Please format the stretch of lines from the one containing "Could you please locate the tall" through the one containing "64 199 79 252" as a Markdown table with the columns Row and Line, numbering each row and leaving out any blank lines.

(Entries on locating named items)
=====

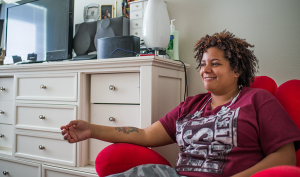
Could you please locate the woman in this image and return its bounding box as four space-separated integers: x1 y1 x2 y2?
61 31 300 177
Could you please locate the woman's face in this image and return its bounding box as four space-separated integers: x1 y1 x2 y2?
200 47 239 95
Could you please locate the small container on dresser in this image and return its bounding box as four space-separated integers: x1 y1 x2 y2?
129 0 148 40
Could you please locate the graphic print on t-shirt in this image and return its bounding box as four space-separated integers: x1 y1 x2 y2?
176 108 240 174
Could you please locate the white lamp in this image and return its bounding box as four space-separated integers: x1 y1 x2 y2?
143 0 170 55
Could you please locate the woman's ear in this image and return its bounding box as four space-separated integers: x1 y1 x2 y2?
234 69 241 77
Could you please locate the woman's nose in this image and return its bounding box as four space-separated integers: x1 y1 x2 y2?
202 64 211 72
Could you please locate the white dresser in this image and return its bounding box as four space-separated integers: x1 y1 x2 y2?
0 56 189 177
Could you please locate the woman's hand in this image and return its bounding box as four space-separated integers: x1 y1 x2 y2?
60 120 92 143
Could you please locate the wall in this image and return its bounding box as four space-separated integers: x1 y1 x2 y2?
74 0 300 96
166 0 300 96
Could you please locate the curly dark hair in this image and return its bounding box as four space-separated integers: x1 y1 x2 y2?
194 30 259 87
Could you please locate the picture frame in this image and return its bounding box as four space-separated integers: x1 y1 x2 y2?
100 4 116 20
83 3 100 22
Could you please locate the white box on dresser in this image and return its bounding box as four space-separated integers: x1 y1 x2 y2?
129 0 148 40
0 56 189 177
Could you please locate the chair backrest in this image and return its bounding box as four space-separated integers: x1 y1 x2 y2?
250 76 277 95
275 79 300 167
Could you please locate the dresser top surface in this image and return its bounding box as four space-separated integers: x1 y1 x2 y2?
0 56 190 75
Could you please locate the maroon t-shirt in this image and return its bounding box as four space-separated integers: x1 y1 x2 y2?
159 87 300 177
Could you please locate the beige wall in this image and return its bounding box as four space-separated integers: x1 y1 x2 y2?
74 0 300 96
167 0 300 96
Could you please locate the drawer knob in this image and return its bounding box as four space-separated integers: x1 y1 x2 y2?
108 85 116 91
3 171 9 175
39 115 45 120
108 117 116 122
40 84 46 90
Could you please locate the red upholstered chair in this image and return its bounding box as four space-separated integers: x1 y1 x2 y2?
252 79 300 177
250 76 277 95
95 143 171 177
251 166 300 177
95 76 300 177
275 79 300 167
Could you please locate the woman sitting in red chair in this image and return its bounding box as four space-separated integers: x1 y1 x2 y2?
61 31 300 177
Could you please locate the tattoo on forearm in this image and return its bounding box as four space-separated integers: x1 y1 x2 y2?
115 127 139 134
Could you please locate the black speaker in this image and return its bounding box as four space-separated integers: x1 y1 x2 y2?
97 36 140 59
94 17 129 48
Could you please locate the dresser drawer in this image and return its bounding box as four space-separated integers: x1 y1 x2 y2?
91 104 140 127
130 10 143 20
0 124 14 149
15 73 77 101
14 131 76 166
130 2 144 11
42 165 98 177
89 104 141 165
15 103 77 132
0 101 14 124
130 19 143 28
91 73 140 104
0 157 41 177
0 78 14 100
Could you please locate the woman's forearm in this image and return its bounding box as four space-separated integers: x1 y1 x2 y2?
233 142 296 177
90 121 174 147
91 124 145 145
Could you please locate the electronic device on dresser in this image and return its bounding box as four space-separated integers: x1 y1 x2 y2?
4 0 74 64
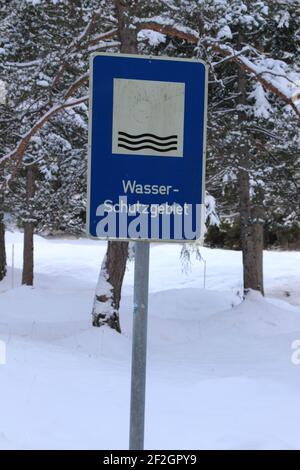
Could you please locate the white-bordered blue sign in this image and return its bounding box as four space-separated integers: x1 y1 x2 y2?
87 54 207 241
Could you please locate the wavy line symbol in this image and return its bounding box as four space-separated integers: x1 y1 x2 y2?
118 131 178 152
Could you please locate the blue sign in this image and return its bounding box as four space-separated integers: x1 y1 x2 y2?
87 54 207 241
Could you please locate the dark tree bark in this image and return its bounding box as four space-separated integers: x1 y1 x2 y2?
22 166 35 286
93 242 128 333
115 0 138 54
0 210 6 281
92 0 138 333
238 37 263 294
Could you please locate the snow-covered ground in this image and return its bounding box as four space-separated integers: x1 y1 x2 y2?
0 233 300 449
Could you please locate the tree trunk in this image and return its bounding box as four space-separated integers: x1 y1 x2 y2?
92 0 138 333
238 44 263 294
0 209 6 281
22 166 35 286
115 0 138 54
93 242 128 333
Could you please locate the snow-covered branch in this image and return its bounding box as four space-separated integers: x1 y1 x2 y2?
136 18 300 117
0 95 88 166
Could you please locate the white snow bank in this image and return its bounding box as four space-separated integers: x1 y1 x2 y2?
0 234 300 449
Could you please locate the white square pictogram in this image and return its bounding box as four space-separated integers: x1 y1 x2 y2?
112 78 185 157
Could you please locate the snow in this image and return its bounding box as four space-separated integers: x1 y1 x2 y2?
0 233 300 449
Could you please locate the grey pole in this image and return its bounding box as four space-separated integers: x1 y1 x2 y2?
129 241 150 450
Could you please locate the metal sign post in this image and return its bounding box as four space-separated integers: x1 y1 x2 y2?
129 241 150 450
87 54 208 450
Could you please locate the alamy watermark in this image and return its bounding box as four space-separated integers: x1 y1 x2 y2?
0 79 7 104
0 340 6 366
291 339 300 366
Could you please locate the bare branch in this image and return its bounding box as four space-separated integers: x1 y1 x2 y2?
0 96 88 167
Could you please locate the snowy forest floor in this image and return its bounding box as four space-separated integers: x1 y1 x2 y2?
0 233 300 449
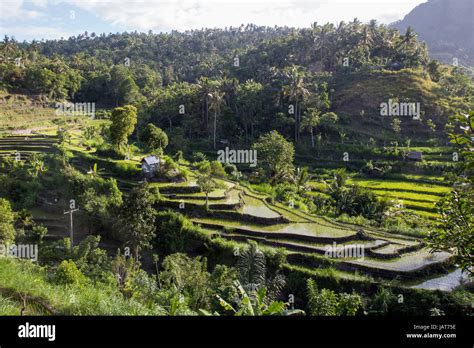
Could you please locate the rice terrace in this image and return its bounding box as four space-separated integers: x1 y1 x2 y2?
0 0 474 334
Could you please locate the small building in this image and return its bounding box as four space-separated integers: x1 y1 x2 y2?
407 151 423 161
141 156 161 178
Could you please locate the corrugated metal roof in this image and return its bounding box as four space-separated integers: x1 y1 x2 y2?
142 156 160 165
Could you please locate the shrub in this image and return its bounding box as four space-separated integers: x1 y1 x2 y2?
0 198 15 243
55 260 86 286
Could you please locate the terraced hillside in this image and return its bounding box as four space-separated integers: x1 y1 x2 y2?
156 177 456 281
0 114 462 290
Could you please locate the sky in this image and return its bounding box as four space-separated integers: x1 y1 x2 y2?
0 0 427 41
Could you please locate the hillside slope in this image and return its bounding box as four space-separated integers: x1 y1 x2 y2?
393 0 474 66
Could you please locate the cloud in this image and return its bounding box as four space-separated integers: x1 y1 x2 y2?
0 0 42 23
0 0 426 41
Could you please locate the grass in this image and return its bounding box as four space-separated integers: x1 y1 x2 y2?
0 258 161 315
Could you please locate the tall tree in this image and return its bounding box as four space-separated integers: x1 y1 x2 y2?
117 182 156 261
110 105 137 148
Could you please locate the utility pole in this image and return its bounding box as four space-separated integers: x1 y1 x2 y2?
64 199 79 252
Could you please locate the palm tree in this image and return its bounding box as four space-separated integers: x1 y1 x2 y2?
283 65 309 143
236 241 286 301
197 173 217 209
209 90 224 150
197 76 211 131
302 108 320 147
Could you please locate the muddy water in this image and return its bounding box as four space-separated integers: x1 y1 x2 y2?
412 268 467 291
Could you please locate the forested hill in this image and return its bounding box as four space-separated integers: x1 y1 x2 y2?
393 0 474 66
0 20 472 148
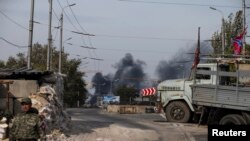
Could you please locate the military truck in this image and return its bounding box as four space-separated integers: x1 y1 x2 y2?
157 58 250 124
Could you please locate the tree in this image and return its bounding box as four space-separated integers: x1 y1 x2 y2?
211 11 250 56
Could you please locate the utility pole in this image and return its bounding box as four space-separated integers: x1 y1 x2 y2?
47 0 52 71
58 3 76 73
242 0 246 55
209 7 225 56
27 0 35 69
58 11 63 73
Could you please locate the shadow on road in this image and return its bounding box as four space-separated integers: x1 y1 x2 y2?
67 108 159 135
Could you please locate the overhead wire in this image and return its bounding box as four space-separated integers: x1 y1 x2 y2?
118 0 242 8
0 10 29 30
0 37 28 48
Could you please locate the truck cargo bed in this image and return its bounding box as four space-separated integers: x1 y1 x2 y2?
191 84 250 111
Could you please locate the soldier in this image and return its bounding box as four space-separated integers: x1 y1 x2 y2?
10 97 45 141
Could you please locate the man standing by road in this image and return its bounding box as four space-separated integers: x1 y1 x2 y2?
10 97 45 141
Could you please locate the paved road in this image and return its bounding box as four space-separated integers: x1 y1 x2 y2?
67 108 207 141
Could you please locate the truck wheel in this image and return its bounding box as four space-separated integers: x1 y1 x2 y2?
166 101 191 123
219 114 247 125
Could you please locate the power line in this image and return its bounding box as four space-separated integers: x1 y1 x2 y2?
0 10 29 30
0 37 28 48
119 0 242 8
95 34 196 41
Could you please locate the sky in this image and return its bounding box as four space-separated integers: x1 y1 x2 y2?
0 0 250 81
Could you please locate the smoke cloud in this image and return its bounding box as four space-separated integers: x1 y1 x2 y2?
156 42 212 81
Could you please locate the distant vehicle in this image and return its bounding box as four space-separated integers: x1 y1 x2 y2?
157 58 250 125
103 96 120 104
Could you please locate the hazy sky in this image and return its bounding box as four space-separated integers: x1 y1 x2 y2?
0 0 250 80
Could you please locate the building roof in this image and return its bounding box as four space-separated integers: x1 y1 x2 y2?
0 67 53 80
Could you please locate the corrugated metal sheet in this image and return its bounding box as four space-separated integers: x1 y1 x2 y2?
0 67 53 80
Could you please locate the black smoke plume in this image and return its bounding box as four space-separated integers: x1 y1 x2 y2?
156 42 212 81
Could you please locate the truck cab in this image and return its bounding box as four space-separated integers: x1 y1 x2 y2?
157 63 218 122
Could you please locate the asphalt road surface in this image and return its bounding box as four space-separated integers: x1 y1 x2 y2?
64 108 207 141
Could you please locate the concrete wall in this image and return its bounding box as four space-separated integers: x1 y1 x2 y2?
107 105 150 114
0 80 39 114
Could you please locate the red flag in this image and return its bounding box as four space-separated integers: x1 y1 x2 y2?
191 27 200 69
233 27 247 55
192 46 200 69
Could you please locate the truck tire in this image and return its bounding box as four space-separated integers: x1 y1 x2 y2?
219 114 247 125
165 101 191 123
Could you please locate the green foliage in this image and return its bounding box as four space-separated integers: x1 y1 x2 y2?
211 11 250 56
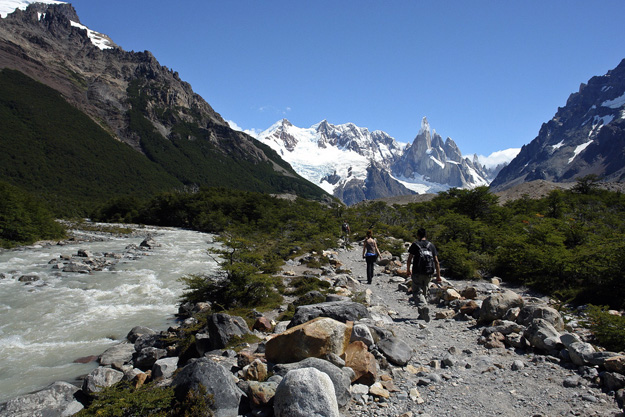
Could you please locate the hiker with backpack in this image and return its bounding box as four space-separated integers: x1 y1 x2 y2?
362 230 380 284
341 220 352 247
407 228 442 321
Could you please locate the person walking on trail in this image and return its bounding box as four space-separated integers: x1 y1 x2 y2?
362 230 380 284
406 228 442 321
341 220 352 246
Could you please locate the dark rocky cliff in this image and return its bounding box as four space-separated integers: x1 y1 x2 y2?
491 60 625 191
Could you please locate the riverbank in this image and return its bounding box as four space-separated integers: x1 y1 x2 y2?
0 239 623 417
0 225 217 402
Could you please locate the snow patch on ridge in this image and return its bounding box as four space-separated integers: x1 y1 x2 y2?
569 140 593 164
0 0 67 19
601 94 625 109
70 20 114 50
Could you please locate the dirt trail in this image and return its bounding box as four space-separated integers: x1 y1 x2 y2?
330 245 622 417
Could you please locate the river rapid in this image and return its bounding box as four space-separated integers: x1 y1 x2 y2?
0 227 218 403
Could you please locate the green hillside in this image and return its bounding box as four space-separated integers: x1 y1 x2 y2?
0 69 182 215
0 69 324 216
128 80 325 199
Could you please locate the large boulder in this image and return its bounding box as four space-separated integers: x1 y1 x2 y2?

=====

> _SOLUTION_
| Row | Line |
|---|---|
| 1 | Could you please locate the tall tree in this image and return its bounding box as four space-separated integers: x1 y1 x2 y2? |
| 2 | 117 182 156 261 |
| 3 | 110 105 137 148 |
| 4 | Could you please locate the utility pole in this image and return its bounding box as four space-separated integers: x1 y1 x2 y2? |
| 5 | 64 199 79 252 |